- REQUIRED ACTIONS
• A. Write out a portion of the passage on task paralysis and ADHD word for word, beginning at the words "Researchers Studied Relationship" and stopping after the words "required more research.".
• B. Answer these questions from the passage on task paralysis and ADHD, marking each answer (i), (ii), (iii) to match:
(i) Which four tasks does the passage list as examples of task-oriented expectations for running a home?
(ii) What did the researchers give as their reason for expecting ADHD to mirror deficiencies in moral reasoning?
(iii) What did the study find to be a better predictor of mature moral reasoning than an ADHD diagnosis?
• C. Give the next part of the passage on task paralysis and ADHD, picking up after its final sentence.

- SELECTED PASSAGE

※ ※ ※

Task Paralysis' Effect on Self-Esteem:
Task paralysis can cause self-loathing, frustration, and distress. It can devastate one's self-esteem as one compares him or herself to others who seem to have no problem attending to tasks. It can make a person feel as if he or she is lazy or worthless. He or she may despair over constantly disappointing others and him/herself. For mothers with ADHD, this can be especially devastating as traditional social values communicate highly task-oriented expectations (cleaning, cooking, scheduling, budgeting) for successfully managing a "happy" home.
Researchers Studied Relationship Between ADHD and Moral Maturity
ADHD symptoms do not indicate moral weakness. Even science says so. Check out this preliminary study that tried and failed to indicate a relationship between ADHD and poor moral reasoning. In this study, researchers hypothesized that because a significant number of inmates also suffer from ADHD, a diagnosis of ADHD would most likely mirror deficiencies in moral reasoning. Instead, their research showed, "a diagnosis of ADHD does not appear to hinder the development of mature moral reasoning." They actually found that IQ was a better predictor of mature moral reasoning than an ADHD diagnosis (higher IQ = more mature moral reasoning) and concluded that moral reasoning was a complex mechanism that required more research.

※ ※ ※

- ENTRIES SHOWN
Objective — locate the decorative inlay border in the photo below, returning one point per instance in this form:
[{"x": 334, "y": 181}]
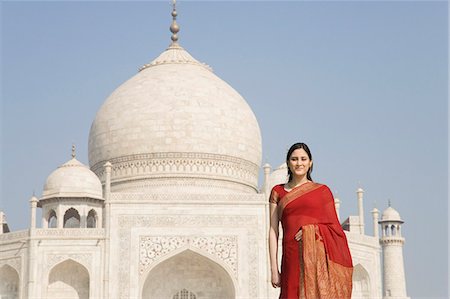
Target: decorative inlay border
[
  {"x": 126, "y": 222},
  {"x": 160, "y": 165},
  {"x": 15, "y": 263},
  {"x": 70, "y": 233},
  {"x": 186, "y": 197},
  {"x": 154, "y": 247},
  {"x": 13, "y": 236}
]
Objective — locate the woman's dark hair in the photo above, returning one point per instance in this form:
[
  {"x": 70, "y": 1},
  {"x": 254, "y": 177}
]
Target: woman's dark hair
[{"x": 295, "y": 146}]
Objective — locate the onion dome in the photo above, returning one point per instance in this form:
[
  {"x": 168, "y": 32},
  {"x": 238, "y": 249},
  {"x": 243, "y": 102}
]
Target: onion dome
[
  {"x": 175, "y": 124},
  {"x": 390, "y": 214},
  {"x": 72, "y": 180}
]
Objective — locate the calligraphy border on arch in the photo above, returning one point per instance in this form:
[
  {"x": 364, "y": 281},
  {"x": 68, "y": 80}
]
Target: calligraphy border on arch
[
  {"x": 14, "y": 262},
  {"x": 223, "y": 247},
  {"x": 126, "y": 222}
]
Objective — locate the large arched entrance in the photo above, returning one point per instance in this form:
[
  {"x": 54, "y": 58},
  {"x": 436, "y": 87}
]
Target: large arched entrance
[
  {"x": 68, "y": 280},
  {"x": 9, "y": 282},
  {"x": 188, "y": 275}
]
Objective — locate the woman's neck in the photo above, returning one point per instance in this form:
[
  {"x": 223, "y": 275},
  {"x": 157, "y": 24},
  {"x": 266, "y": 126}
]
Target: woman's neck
[{"x": 297, "y": 181}]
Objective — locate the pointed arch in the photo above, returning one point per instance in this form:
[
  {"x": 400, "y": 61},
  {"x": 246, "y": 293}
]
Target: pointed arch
[
  {"x": 191, "y": 271},
  {"x": 9, "y": 282},
  {"x": 68, "y": 279},
  {"x": 92, "y": 219},
  {"x": 361, "y": 283},
  {"x": 71, "y": 218},
  {"x": 52, "y": 219}
]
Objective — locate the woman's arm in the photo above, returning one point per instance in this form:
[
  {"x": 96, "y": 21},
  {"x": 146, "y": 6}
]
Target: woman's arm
[{"x": 273, "y": 245}]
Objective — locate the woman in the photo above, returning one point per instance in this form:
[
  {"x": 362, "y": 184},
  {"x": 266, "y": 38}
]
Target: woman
[{"x": 316, "y": 259}]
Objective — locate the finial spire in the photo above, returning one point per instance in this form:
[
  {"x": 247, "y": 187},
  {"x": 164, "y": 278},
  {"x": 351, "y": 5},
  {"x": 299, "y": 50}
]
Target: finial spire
[{"x": 174, "y": 28}]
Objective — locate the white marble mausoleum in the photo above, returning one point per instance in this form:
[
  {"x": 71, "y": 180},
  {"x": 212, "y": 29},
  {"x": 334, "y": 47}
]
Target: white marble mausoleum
[{"x": 170, "y": 206}]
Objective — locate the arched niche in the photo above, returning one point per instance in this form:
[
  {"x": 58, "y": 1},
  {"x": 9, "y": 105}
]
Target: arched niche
[
  {"x": 9, "y": 282},
  {"x": 52, "y": 220},
  {"x": 68, "y": 280},
  {"x": 91, "y": 221},
  {"x": 361, "y": 283},
  {"x": 71, "y": 218},
  {"x": 191, "y": 271}
]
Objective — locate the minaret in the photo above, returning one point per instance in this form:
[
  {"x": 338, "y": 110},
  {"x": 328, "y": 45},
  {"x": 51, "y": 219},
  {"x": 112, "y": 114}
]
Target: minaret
[
  {"x": 375, "y": 215},
  {"x": 174, "y": 28},
  {"x": 392, "y": 244},
  {"x": 33, "y": 206},
  {"x": 265, "y": 188},
  {"x": 360, "y": 193}
]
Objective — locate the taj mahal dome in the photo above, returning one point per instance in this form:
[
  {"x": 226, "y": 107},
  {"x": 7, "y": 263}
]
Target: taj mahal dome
[{"x": 170, "y": 205}]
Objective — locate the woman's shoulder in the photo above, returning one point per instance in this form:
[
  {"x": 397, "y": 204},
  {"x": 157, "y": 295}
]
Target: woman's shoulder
[
  {"x": 278, "y": 187},
  {"x": 320, "y": 185}
]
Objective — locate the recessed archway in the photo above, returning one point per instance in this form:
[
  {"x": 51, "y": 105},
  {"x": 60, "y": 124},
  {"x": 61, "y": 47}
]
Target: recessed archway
[
  {"x": 361, "y": 283},
  {"x": 9, "y": 282},
  {"x": 68, "y": 280},
  {"x": 191, "y": 271}
]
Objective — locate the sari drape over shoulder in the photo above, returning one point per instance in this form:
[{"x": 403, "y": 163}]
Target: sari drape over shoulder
[{"x": 320, "y": 265}]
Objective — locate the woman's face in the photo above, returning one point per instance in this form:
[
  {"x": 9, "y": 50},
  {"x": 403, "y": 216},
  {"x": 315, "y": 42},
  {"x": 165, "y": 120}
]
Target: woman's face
[{"x": 299, "y": 162}]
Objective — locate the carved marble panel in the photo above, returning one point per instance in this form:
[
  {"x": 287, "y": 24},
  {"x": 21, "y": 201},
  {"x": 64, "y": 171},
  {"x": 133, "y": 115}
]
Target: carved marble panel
[
  {"x": 126, "y": 222},
  {"x": 154, "y": 247}
]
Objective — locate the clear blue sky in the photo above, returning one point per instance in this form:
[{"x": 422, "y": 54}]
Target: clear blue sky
[{"x": 363, "y": 83}]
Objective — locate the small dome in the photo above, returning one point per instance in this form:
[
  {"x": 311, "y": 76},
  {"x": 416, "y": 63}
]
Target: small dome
[
  {"x": 72, "y": 179},
  {"x": 390, "y": 214}
]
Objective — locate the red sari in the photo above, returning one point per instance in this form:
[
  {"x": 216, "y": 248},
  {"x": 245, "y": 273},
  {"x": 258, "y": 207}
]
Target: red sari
[{"x": 320, "y": 265}]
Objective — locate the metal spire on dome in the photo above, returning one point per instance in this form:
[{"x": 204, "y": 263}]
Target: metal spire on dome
[{"x": 174, "y": 28}]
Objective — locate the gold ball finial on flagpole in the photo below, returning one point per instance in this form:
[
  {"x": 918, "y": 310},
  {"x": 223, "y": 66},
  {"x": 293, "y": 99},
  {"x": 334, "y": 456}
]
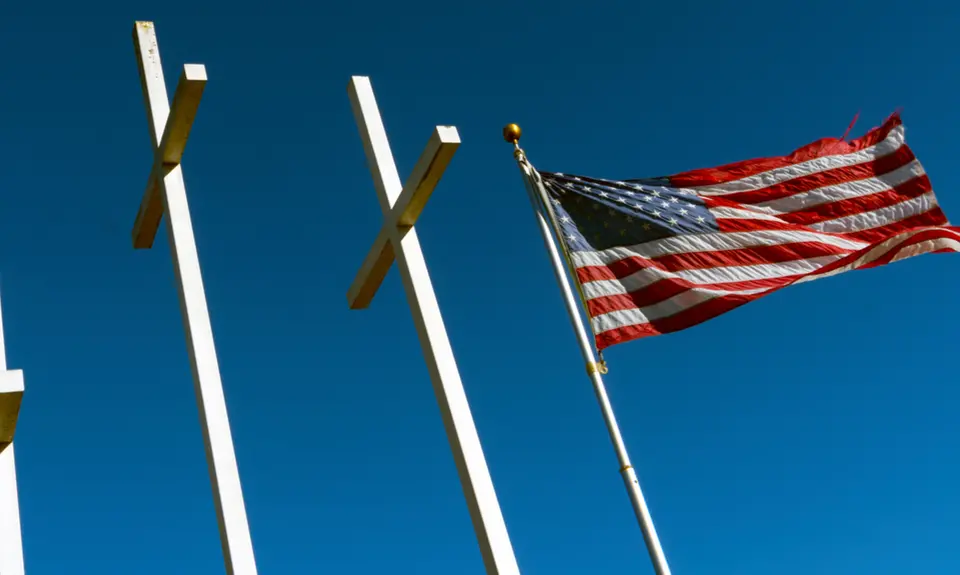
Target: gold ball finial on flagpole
[{"x": 511, "y": 133}]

※ ※ ※

- RESULTS BY TASK
• A.
Researchers Studied Relationship Between ADHD and Moral Maturity
ADHD symptoms do not indicate moral weakness. Even science says so. Check out this preliminary study that tried and failed to indicate a relationship between ADHD and poor moral reasoning. In this study, researchers hypothesized that because a significant number of inmates also suffer from ADHD, a diagnosis of ADHD would most likely mirror deficiencies in moral reasoning. Instead, their research showed, "a diagnosis of ADHD does not appear to hinder the development of mature moral reasoning." They actually found that IQ was a better predictor of mature moral reasoning than an ADHD diagnosis (higher IQ = more mature moral reasoning) and concluded that moral reasoning was a complex mechanism that required more research.

• B.
(i) Cleaning, cooking, scheduling, and budgeting.
(ii) A significant number of inmates also suffer from ADHD.
(iii) IQ.

• C.
While ADHD symptoms can result in undesirable behaviors, the behaviors are not willful but are manifestations of depleted neurotransmitters and an alternate wiring of the nervous system. Stimulant medications, behavioral therapy, and appropriate support can go a long way to help a person with ADHD limit undesirable symptoms. Most people with ADHD assert a heroic amount of willpower and self-discipline as they try their hardest to get through each day in a world built for brains unlike their own. They are criticized and shamed often for the very qualities that make them passionate problem-solvers, determined dream-achievers, and innovative go-getters. By leveraging and encouraging these natural, astounding skills and providing treatment, support, and workarounds for life skills that do not come easily, people with ADHD can flourish.